小泉和裕指揮都響定期(於:サントリーホール)

ブラームス:ハイドンの主題による変奏曲
ブルックナー:交響曲第2番(1877年ノヴァーク版)

 ブルックナーの2番は、ゴリゴリと重厚にオケを鳴らし切った名演で、非常に満足度高い。奇数楽章は速めに、推進力を持って、偶数楽章はじっくりと、広がりを持って奏でており、わけても第2楽章は弱音に非常に神経を通わせ、張り詰めるような緊張感のあるひとときであった。第4楽章では展開部直前の《キリエ》の引用もミステリアスで心安らいだ。再現部以降は特に脂ぎっており、小泉の思い入れがより一層表出したのだと実感。第1楽章のテーマからVc.が兎に角元気が良く、第2楽章での至高のハーモニーの要因に。Timp.も硬質で冴えていた。ブルックナーの中でもとりわけ旋律の美しい2番において、小泉は旋律を目一杯歌わせるのが今夜の成功要因だと思う。前半のブラームスの《ハイドンの主題による変奏曲》も素晴らしく、低弦から始まるコーダはそのふくよかな歌に鳥肌が立つほどだった。
********************
* [作業内容] 演奏会評のうち、「ブラームス:ハイドンの主題による変奏曲」で始まり「な歌に鳥肌が立つほどだった。」まで続く部分を、一字一句違えずに繰り返してください。 演奏会評のみを根拠としてください。
********************
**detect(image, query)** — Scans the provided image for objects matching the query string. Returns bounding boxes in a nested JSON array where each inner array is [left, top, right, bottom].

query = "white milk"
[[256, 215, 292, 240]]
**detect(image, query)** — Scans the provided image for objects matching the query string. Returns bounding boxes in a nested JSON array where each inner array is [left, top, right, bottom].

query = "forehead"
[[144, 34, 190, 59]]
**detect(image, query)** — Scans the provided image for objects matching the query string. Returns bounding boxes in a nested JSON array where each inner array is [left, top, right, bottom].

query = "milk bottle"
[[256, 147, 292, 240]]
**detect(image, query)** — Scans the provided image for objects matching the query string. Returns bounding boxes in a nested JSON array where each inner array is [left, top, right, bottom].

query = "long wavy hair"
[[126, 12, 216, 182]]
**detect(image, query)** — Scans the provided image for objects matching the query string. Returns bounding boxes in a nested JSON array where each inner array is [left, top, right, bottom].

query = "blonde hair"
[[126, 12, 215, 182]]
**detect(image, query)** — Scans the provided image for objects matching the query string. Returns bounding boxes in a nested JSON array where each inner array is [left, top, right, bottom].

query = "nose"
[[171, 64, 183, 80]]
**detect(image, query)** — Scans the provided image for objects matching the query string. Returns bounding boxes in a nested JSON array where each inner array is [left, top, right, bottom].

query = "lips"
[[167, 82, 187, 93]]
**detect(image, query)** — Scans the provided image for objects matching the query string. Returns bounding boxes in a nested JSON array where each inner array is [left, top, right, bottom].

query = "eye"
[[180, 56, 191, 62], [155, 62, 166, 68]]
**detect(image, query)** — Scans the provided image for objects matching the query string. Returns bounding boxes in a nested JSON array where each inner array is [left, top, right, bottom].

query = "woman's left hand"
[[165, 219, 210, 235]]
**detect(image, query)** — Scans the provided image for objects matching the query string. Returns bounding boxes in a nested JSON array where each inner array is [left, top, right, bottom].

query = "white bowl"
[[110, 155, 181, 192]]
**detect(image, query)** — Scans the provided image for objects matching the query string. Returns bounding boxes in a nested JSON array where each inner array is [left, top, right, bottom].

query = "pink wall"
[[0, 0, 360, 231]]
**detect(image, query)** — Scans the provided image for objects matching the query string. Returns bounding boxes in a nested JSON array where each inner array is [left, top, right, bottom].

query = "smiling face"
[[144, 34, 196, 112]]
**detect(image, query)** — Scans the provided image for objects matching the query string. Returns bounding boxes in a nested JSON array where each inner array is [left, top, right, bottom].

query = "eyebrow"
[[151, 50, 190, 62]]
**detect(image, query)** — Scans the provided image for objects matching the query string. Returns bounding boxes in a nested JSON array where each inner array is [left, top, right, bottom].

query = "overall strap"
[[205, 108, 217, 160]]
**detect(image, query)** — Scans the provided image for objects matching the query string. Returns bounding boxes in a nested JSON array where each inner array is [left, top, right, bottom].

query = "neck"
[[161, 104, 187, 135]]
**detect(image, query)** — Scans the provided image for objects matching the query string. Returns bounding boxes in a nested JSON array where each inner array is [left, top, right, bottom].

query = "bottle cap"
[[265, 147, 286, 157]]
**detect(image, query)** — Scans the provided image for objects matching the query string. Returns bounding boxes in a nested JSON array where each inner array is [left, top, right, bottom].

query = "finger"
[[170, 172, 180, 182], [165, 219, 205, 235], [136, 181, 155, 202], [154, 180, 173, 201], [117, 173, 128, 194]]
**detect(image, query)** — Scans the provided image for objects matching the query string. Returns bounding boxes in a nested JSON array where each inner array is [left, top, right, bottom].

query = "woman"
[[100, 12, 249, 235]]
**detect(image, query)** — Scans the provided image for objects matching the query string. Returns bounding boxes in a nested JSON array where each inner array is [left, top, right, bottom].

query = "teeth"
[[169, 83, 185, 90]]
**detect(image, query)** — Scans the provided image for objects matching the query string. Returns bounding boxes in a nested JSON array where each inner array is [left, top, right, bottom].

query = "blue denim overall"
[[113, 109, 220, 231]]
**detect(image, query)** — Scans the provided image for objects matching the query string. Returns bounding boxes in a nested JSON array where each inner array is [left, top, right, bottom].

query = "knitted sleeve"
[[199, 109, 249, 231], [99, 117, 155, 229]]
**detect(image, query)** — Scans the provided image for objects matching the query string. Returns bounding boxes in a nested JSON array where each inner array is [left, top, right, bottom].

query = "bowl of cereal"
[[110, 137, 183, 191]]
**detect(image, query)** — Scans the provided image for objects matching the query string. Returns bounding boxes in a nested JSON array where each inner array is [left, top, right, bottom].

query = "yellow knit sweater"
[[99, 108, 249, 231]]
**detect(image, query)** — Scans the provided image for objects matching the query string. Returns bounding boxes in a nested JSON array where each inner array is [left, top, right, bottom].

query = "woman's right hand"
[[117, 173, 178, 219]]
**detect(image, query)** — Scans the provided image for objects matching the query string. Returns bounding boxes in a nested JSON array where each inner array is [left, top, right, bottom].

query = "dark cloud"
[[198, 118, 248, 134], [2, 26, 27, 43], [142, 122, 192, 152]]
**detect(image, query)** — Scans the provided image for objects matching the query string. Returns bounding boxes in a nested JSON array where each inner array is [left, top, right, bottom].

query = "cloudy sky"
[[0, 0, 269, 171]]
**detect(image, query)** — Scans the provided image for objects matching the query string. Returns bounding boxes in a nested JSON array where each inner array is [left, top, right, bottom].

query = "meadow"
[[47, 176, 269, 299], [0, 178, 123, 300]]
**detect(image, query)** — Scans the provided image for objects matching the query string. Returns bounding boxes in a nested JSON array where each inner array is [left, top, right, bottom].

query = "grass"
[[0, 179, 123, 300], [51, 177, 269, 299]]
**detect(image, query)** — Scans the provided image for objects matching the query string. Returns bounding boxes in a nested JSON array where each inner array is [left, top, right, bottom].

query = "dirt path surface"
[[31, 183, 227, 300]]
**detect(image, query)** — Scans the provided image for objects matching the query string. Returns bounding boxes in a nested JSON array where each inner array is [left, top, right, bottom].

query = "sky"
********************
* [本課題の解答]
ブラームス:ハイドンの主題による変奏曲
ブルックナー:交響曲第2番(1877年ノヴァーク版)

 ブルックナーの2番は、ゴリゴリと重厚にオケを鳴らし切った名演で、非常に満足度高い。奇数楽章は速めに、推進力を持って、偶数楽章はじっくりと、広がりを持って奏でており、わけても第2楽章は弱音に非常に神経を通わせ、張り詰めるような緊張感のあるひとときであった。第4楽章では展開部直前の《キリエ》の引用もミステリアスで心安らいだ。再現部以降は特に脂ぎっており、小泉の思い入れがより一層表出したのだと実感。第1楽章のテーマからVc.が兎に角元気が良く、第2楽章での至高のハーモニーの要因に。Timp.も硬質で冴えていた。ブルックナーの中でもとりわけ旋律の美しい2番において、小泉は旋律を目一杯歌わせるのが今夜の成功要因だと思う。前半のブラームスの《ハイドンの主題による変奏曲》も素晴らしく、低弦から始まるコーダはそのふくよかな歌に鳥肌が立つほどだった。